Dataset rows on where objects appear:
-*-
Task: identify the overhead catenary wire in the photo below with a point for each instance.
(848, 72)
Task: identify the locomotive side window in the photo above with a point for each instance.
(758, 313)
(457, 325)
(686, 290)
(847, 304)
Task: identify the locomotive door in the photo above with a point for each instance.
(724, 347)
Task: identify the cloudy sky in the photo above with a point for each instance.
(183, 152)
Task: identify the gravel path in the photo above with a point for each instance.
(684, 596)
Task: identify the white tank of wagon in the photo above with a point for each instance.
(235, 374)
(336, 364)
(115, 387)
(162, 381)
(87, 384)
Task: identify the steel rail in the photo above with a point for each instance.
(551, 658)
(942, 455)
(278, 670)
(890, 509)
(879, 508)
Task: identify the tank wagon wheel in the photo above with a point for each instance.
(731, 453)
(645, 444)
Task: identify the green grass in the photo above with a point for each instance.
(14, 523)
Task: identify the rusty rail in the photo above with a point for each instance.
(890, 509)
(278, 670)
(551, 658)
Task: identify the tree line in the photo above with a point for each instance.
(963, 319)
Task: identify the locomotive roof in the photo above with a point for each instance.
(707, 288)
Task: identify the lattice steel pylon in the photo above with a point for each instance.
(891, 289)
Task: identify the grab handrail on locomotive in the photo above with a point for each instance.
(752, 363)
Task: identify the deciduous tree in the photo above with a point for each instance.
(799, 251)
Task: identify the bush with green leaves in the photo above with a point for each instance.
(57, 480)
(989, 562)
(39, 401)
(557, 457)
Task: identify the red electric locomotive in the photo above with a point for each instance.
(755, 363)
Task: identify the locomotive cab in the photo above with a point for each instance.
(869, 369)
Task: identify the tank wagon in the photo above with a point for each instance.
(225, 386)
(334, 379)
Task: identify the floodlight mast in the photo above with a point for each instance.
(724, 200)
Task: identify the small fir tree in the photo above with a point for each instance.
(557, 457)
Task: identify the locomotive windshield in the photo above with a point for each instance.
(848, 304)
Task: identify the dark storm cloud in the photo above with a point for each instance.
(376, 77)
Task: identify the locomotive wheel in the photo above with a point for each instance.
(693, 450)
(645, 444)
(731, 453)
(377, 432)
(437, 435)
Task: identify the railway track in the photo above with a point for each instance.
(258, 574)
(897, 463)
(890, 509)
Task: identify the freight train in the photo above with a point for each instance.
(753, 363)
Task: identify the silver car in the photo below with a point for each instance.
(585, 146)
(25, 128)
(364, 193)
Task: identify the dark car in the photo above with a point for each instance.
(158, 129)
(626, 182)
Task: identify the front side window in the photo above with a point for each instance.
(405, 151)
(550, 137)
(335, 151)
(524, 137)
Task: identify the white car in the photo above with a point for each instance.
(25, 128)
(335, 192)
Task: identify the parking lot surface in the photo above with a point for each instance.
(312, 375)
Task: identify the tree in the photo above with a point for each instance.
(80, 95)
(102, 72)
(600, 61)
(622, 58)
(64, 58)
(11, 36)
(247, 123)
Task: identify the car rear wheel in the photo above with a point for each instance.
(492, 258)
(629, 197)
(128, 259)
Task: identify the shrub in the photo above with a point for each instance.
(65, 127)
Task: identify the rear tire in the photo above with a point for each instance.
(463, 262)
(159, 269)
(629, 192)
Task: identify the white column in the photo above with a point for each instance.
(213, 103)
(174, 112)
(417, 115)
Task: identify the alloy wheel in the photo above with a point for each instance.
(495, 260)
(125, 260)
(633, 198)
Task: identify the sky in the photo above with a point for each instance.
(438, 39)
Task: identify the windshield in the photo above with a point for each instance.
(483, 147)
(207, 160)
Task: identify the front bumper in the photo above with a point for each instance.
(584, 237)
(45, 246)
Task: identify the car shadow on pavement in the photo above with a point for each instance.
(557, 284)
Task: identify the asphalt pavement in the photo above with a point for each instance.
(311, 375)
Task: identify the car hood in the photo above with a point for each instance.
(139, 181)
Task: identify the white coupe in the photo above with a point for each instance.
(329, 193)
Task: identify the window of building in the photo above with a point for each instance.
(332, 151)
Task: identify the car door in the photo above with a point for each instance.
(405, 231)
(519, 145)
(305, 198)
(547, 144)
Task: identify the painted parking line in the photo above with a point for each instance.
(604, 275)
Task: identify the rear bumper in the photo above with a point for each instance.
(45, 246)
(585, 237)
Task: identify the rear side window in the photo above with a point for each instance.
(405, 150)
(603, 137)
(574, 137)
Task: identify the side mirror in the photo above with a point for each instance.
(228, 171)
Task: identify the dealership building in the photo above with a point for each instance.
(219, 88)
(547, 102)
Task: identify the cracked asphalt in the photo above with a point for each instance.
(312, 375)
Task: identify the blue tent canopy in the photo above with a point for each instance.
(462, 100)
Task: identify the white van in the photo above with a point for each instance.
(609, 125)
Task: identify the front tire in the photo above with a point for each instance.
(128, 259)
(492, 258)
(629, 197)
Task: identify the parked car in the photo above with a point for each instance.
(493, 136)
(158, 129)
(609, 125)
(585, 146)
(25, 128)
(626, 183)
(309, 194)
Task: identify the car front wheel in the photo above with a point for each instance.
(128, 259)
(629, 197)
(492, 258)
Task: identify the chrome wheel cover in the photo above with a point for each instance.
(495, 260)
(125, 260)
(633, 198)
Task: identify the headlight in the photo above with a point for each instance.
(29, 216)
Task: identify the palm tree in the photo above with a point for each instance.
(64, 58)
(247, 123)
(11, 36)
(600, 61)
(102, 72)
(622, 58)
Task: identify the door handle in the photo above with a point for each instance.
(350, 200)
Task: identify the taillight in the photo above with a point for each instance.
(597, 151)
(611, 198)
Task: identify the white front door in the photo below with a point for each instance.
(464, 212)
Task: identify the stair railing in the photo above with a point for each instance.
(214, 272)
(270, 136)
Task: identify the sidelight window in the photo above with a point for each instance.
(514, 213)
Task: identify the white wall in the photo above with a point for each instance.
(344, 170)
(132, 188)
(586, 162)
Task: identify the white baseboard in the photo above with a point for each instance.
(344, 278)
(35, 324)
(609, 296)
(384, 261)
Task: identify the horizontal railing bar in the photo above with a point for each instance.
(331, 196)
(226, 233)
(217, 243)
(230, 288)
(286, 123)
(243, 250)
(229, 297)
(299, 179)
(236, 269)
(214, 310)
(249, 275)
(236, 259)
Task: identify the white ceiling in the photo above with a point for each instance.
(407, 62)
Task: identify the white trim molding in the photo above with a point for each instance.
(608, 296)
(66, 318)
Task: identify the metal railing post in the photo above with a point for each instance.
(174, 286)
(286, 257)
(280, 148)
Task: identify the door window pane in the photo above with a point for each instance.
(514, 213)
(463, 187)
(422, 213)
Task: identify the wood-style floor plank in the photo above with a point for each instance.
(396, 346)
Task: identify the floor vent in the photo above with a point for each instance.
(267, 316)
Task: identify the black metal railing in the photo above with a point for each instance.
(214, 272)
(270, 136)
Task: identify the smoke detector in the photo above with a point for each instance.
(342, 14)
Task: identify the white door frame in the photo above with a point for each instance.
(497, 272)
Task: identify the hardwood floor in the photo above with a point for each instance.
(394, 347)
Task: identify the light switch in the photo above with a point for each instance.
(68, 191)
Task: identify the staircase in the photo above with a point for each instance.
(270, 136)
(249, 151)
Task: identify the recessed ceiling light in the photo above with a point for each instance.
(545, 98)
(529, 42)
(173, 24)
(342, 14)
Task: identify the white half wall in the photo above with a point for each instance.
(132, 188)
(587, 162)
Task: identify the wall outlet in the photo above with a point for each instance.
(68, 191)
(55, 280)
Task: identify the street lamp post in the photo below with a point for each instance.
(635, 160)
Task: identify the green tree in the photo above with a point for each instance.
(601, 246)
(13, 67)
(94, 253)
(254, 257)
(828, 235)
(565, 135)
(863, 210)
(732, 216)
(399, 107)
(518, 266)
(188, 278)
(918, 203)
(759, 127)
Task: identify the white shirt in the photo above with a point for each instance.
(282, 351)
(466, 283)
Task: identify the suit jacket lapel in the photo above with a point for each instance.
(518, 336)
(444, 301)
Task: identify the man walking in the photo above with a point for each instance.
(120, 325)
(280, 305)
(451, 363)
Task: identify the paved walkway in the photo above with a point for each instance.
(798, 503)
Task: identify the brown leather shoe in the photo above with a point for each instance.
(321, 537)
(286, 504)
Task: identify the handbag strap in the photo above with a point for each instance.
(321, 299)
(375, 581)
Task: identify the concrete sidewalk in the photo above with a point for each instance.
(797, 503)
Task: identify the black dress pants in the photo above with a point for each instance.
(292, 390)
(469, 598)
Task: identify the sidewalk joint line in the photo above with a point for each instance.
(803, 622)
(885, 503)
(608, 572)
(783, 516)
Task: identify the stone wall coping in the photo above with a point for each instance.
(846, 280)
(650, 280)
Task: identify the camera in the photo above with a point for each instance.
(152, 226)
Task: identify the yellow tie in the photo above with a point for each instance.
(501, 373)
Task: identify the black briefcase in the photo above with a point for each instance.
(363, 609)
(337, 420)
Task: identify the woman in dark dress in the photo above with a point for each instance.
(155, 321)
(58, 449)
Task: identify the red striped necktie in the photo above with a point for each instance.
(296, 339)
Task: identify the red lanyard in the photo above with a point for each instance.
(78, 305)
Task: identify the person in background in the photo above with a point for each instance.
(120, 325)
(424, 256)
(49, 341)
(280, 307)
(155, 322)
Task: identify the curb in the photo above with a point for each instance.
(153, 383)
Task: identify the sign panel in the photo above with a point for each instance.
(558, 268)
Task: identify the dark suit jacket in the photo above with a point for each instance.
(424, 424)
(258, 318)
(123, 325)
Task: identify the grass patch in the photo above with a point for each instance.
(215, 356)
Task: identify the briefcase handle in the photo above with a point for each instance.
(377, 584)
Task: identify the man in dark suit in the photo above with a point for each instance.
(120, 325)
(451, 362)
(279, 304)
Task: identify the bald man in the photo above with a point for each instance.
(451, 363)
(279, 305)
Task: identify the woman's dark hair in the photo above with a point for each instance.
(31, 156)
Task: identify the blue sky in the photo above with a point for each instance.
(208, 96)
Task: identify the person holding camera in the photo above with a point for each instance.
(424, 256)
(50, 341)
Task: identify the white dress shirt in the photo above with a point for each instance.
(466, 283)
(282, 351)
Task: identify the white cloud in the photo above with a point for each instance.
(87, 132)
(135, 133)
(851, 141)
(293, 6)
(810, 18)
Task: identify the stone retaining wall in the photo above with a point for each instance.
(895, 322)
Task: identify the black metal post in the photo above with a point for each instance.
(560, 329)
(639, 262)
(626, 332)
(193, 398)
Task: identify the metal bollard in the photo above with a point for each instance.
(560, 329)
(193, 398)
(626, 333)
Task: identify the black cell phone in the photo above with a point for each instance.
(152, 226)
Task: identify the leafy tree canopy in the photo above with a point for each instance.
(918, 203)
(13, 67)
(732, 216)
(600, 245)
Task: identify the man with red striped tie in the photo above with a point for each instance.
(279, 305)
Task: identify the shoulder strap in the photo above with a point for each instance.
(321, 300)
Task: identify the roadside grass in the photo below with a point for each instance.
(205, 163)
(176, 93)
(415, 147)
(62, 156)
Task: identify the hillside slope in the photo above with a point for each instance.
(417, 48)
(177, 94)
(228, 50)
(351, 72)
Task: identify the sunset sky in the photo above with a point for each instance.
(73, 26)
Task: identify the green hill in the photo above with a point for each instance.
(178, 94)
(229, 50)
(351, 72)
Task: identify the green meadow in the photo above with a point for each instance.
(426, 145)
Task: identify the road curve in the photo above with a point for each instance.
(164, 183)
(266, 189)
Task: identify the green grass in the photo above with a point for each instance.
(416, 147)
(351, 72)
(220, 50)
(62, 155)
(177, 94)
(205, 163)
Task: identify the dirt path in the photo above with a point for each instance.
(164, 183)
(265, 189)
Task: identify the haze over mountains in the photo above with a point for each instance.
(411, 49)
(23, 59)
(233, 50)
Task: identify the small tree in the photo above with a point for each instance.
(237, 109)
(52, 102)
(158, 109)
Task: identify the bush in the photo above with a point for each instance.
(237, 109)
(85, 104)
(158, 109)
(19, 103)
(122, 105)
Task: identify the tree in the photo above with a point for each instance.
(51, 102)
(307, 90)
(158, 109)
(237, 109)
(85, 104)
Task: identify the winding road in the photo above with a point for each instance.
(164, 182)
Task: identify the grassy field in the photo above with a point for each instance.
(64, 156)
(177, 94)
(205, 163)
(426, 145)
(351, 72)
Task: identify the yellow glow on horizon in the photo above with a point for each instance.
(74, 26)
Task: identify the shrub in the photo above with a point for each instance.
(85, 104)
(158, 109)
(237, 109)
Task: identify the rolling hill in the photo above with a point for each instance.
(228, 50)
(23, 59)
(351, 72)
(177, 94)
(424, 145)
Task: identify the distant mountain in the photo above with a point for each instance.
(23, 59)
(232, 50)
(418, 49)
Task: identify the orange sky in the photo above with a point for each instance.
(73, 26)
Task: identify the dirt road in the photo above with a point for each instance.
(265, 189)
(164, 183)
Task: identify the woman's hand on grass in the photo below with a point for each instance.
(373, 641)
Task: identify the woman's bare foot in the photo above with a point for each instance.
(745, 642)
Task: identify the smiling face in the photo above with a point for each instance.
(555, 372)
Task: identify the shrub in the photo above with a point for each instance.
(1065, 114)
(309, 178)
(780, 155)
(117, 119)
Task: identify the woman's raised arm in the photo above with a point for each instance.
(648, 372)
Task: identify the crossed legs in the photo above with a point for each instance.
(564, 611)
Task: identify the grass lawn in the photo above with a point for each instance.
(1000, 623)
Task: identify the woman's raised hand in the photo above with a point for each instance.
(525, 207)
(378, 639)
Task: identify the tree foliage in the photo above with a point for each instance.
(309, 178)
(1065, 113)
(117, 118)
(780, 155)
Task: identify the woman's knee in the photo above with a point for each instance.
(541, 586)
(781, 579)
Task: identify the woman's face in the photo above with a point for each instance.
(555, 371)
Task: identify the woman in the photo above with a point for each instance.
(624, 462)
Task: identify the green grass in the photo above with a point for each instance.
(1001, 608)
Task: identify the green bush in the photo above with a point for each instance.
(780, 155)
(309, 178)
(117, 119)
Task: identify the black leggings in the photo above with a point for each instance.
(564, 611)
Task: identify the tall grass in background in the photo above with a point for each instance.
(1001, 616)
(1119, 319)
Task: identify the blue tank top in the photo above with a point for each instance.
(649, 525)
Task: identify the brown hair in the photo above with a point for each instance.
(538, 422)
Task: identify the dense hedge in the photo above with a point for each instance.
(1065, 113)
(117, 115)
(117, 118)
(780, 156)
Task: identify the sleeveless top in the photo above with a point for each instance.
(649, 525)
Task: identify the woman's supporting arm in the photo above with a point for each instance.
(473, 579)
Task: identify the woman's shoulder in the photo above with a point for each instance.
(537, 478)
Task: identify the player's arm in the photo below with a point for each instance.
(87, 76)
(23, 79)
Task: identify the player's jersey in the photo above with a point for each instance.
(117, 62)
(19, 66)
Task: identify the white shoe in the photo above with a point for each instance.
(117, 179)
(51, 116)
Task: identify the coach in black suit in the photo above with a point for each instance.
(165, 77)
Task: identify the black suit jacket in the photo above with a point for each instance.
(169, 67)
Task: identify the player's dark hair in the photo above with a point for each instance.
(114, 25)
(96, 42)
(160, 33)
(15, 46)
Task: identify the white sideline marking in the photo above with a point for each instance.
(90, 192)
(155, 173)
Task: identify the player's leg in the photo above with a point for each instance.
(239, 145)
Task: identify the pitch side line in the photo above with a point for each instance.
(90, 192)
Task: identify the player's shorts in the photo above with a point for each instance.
-*-
WHAT IS BEING ASKED:
Would you quote, exactly and only, the lines from the one containing "Task: identify the player's arm" to the end of the entries?

FINAL RESULT:
Task: identify the player's arm in the photo below with a point for each instance.
(87, 76)
(23, 79)
Task: identify the player's jersey in the photo above with a point for each instance.
(117, 62)
(19, 66)
Task: identify the white shoe in the photo above with a point for each instance.
(117, 179)
(51, 116)
Task: identify the coach in black suit in the photo above with a point for each instance.
(165, 77)
Task: identify the black suit jacket in the photo above with a point for each instance.
(169, 67)
Task: identify the player's dark hair in the photo above with a point for each instance.
(114, 25)
(96, 42)
(160, 33)
(15, 46)
Task: identify the white sideline marking in the photo above with a point for each instance.
(90, 192)
(155, 173)
Task: identify the player's leg in the photo above with a point for each instance.
(239, 145)
Task: identify the pitch side line in the photo above with a point for each instance.
(90, 192)
Task: identify the player's shorts in the photo above with a point for each instance.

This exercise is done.